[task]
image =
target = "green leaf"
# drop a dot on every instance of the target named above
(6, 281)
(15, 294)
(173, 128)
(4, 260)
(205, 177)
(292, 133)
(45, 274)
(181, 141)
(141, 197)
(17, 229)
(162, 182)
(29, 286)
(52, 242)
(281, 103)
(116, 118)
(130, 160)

▶ **Your objective**: Without leaving anything out, give the entries again exactly.

▶ **Final answer**:
[task]
image =
target = "green leaf"
# drop a dot on every instance of the target named above
(6, 281)
(15, 294)
(173, 128)
(4, 260)
(205, 177)
(292, 133)
(45, 274)
(181, 141)
(141, 197)
(17, 229)
(162, 182)
(29, 286)
(52, 242)
(281, 103)
(116, 118)
(130, 160)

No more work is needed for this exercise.